Vorliegender Text
Die Reaktion reiht sich nahtlos in die seit Monaten praktizierte und von Tatenlosigkeit gefolgte Betroffenheitsrhetorik ein. Ja, unsere Grundrechte, der Datenschutz, die Privatsphäre sind alles in und von einer Demokratie zu beschützende Werte. Die Europäer, die „alten“ und „neuen“, wissen dies aus den Erfahrungen ihrer jüngsten Geschichte nur allzu genau.

Guy Kemp gkemp@tageblatt.lu

Diesen Schutz können die europäischen Nationalstaaten und die von ihnen geschaffene Union offensichtlich nicht gewährleisten. Und dem hinterhältigen und verräterischen Vertrauensbruch, den sich der Bündnispartner durch seine Abhör- und Spionageaktivitäten auf den verschiedensten Ebenen in Europa leistet, wollen die 28 nichts entgegensetzen. Auf jeden Fall nichts Gemeinsames. Nur Frankreich und Deutschland sollen „bilaterale Gespräche mit den USA führen (…), um bis zum Jahresende zu einer Verständigung über die gegenseitigen Beziehungen auf diesem Gebiet (der Nachrichtengewinnung; Anm. d. Verf.) zu gelangen“, heißt es im Text der Schlusserklärung des letztwöchigen Gipfeltreffens in Brüssel.

Schriftliche Aufgabe 1
Gib den Abschnitt des vorliegenden Textes zwischen „Die Reaktion reiht“ und „nur allzu genau.“ einschließlich wortgetreu wieder.
Schriftliche Aufgabe 2
Welche Werte bezeichnet der vorliegende Text als in und von einer Demokratie zu beschützen? Nenne alle.
Die Auflistung ist eigenständiges Material und gehört nicht zum vorliegenden Text.

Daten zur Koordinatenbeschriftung
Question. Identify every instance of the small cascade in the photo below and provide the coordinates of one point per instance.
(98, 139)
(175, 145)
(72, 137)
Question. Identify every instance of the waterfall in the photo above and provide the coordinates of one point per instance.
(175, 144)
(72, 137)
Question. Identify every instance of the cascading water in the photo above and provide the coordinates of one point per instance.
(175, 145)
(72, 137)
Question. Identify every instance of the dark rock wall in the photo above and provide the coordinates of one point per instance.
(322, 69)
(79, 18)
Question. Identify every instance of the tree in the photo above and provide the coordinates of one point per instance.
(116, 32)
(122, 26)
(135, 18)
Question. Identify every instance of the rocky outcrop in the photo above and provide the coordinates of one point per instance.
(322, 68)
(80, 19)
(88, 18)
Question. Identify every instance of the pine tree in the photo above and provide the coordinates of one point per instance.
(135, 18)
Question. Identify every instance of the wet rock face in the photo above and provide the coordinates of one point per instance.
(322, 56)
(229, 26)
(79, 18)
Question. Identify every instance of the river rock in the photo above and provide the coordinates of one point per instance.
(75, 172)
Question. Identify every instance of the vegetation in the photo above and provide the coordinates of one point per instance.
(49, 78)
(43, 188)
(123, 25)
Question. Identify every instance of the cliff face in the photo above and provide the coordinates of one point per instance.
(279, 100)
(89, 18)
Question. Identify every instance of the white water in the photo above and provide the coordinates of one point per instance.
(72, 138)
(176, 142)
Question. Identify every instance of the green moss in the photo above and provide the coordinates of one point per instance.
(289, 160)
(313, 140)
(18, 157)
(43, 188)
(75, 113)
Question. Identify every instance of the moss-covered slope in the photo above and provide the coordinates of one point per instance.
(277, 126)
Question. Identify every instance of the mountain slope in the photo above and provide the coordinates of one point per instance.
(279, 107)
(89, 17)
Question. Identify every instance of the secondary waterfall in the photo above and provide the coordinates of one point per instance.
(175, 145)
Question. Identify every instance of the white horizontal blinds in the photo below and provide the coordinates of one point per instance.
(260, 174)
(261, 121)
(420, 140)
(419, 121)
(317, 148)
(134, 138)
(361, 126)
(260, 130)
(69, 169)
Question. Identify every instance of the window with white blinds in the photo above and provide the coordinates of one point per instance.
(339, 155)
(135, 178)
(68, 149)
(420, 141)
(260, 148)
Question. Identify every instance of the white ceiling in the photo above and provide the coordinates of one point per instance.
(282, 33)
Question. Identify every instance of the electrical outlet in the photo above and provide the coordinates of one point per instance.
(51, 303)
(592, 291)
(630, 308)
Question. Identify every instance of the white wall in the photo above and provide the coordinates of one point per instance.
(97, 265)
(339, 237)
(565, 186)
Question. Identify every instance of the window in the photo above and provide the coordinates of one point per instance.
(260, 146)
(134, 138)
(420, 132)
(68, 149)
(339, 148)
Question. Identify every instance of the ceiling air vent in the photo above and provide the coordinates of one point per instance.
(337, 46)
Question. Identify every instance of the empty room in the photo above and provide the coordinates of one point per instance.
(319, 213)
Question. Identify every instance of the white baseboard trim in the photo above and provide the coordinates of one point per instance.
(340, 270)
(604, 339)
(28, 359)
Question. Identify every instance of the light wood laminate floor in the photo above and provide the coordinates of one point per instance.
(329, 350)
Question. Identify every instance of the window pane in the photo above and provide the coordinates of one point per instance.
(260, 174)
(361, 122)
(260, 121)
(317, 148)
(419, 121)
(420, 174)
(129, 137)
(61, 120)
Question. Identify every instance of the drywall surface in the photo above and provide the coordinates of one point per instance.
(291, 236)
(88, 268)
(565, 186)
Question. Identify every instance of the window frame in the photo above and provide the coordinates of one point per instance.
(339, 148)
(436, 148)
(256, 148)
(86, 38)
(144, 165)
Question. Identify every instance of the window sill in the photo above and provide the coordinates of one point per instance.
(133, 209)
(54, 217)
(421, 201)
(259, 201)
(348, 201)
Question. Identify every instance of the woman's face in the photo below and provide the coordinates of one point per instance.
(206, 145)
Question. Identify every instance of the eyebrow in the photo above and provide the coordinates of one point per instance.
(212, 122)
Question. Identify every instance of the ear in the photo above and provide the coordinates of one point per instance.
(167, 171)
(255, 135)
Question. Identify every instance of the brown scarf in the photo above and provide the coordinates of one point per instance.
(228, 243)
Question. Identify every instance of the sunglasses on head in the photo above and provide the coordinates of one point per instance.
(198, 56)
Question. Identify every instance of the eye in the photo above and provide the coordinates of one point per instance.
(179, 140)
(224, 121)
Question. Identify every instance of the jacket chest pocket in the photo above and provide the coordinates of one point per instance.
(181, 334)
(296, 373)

Lösung der Aufgabe 1
Die Reaktion reiht sich nahtlos in die seit Monaten praktizierte und von Tatenlosigkeit gefolgte Betroffenheitsrhetorik ein. Ja, unsere Grundrechte, der Datenschutz, die Privatsphäre sind alles in und von einer Demokratie zu beschützende Werte. Die Europäer, die „alten“ und „neuen“, wissen dies aus den Erfahrungen ihrer jüngsten Geschichte nur allzu genau.

Lösung der Aufgabe 2
Grundrechte, Datenschutz, Privatsphäre